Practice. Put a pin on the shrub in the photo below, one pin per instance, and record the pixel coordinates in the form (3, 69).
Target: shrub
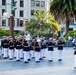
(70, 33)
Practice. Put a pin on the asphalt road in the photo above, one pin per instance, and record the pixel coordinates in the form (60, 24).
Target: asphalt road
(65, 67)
○ ○ ○
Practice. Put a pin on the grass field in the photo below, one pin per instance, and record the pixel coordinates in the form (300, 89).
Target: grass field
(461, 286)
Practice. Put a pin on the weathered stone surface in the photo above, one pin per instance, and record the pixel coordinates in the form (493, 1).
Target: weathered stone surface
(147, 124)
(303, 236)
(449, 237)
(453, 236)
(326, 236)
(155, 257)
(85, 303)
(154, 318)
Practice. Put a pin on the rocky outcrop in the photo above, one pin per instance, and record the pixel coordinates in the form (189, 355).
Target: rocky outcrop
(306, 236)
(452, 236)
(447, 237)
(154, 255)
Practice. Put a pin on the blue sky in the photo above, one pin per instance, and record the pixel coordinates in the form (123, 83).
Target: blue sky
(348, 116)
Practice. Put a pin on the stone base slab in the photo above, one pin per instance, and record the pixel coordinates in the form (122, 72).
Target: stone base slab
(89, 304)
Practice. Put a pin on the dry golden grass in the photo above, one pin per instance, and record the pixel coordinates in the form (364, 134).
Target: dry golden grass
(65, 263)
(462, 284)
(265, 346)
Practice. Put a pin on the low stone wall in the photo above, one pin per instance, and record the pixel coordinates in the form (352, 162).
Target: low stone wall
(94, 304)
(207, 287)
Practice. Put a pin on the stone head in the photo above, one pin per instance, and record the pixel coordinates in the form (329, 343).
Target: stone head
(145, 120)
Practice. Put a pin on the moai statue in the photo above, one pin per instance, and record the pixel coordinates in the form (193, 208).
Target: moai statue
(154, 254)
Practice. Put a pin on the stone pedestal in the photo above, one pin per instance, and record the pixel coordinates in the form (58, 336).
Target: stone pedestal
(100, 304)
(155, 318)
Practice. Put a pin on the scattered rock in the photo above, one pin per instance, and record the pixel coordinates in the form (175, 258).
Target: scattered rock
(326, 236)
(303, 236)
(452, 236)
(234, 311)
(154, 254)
○ ○ ○
*What you will do*
Please go through the material and return each line where the word "below" appears.

*Written answer*
Practice. Put a pin on the shrub in the photo below, one pin per instance, and record the pixel coordinates in the form (3, 69).
Practice. Put a pin on the grass field in the photo below, one pin per instance, and record the pixel coordinates in the form (300, 89).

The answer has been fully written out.